» Try it: Can you sum up the text about friendships and working relationships in two sentences?

Regardless, in a friendship, relationship, co-worker/employee association or whatever- be it by your doing and decision or theirs-when things get shaky and something goes awry, the one with the most to lose needs to up, leave and get out. Why? Because the one with the less to lose focus ALL their attention and doings on the one with the most to lose. Whether they plot, plan or play with their own minds, it will never end. The next thing you know, you’re caught up in some shit. Cut the connection, the proximity and go. Been there, done that. Been there, do that-unapologetically.
Additionally, could this be the result of something that (culturally speaking-don’t debate me) “we” do tend to get too ‘common’ among one another and moreover-this too, could be the result of Harvey’s open-door way (on stage and by reputation) having gone too far-in the eyes of people in his close quarters that feel like they can and he “will.”
Could his letter be justified by that being the case as well?
It’s like I explain here: “Familiarity breeds contempt,” and as well-familiarity breeds ‘being too common,’ in a ‘wearing out one’s welcome’ kinda way, too (
then next thing you know, you gotta put a bih in check about her/his over the counter manners)

[Extracted data entries]

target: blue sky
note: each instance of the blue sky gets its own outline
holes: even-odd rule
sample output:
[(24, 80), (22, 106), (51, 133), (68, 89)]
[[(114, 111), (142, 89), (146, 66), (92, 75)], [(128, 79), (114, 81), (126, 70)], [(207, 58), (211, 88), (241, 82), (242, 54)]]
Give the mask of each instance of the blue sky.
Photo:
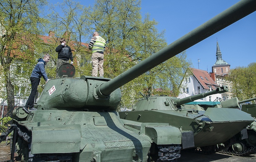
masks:
[[(94, 0), (75, 0), (86, 6), (93, 6)], [(143, 16), (150, 14), (151, 20), (159, 23), (160, 32), (166, 30), (168, 44), (180, 38), (239, 2), (238, 0), (142, 0)], [(51, 0), (55, 4), (63, 1)], [(230, 68), (247, 67), (256, 62), (256, 12), (223, 29), (186, 50), (193, 68), (211, 71), (216, 61), (217, 40), (222, 58)]]

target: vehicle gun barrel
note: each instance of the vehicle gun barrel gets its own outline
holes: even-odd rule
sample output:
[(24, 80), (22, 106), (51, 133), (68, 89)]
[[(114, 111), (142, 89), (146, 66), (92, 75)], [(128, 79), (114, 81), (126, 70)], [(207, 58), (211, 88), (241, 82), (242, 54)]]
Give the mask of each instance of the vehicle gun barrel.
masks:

» Written solution: When a friendship, relationship, or work association turns shaky, the one with the most to lose should cut the connection and leave, since the one with less to lose will focus all their attention on them without end. The text also asks whether people getting too "common" with one another, and Harvey's open-door way going too far in the eyes of those close to him, could be behind this, linking it to the saying "Familiarity breeds contempt."